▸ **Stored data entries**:
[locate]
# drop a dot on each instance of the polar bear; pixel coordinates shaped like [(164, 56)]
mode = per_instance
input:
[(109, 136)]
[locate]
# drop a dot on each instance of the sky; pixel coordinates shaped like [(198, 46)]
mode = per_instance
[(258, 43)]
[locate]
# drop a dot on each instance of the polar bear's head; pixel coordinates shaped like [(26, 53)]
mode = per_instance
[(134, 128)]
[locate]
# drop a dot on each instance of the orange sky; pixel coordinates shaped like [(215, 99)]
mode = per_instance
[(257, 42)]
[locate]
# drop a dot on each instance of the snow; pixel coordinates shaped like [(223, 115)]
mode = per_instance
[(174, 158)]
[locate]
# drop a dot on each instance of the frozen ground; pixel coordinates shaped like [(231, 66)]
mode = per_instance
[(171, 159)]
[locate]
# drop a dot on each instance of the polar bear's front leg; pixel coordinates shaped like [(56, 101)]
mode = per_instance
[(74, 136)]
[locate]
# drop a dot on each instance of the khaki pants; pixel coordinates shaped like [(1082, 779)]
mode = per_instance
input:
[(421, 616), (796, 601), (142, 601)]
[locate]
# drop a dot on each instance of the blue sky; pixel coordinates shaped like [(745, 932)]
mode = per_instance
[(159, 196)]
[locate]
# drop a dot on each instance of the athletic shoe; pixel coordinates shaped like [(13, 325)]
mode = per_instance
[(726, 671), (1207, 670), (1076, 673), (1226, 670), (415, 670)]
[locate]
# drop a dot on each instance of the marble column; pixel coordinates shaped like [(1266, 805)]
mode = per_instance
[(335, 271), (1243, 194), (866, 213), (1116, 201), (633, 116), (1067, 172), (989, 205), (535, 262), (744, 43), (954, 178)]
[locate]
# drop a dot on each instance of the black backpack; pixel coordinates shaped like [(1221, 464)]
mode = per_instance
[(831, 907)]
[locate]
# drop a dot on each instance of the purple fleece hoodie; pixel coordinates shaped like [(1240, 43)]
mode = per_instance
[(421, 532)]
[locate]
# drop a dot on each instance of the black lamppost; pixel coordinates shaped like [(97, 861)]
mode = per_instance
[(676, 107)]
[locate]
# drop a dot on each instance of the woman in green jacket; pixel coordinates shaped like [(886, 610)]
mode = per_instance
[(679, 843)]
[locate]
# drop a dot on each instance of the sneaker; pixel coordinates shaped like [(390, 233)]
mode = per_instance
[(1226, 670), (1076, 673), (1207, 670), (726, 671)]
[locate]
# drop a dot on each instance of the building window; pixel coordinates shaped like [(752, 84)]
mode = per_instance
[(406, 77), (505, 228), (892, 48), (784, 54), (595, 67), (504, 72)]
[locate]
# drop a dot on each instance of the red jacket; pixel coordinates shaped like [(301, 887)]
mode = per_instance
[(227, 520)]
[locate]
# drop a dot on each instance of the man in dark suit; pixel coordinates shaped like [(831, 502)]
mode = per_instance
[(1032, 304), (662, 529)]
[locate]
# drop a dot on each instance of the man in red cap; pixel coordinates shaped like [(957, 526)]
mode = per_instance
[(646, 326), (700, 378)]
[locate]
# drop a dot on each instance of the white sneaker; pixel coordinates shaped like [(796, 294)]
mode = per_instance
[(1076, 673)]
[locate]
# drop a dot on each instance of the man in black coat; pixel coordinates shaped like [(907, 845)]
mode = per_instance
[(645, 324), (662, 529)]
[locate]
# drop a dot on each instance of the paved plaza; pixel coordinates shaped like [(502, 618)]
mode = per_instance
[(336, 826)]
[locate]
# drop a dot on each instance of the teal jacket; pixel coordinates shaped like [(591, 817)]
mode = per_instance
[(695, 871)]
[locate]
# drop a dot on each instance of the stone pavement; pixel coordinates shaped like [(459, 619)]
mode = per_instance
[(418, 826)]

▸ **What you should do**: What is the number of lines in the records that contain "bear"? State that number alone.

▸ **Exercise answer**: 3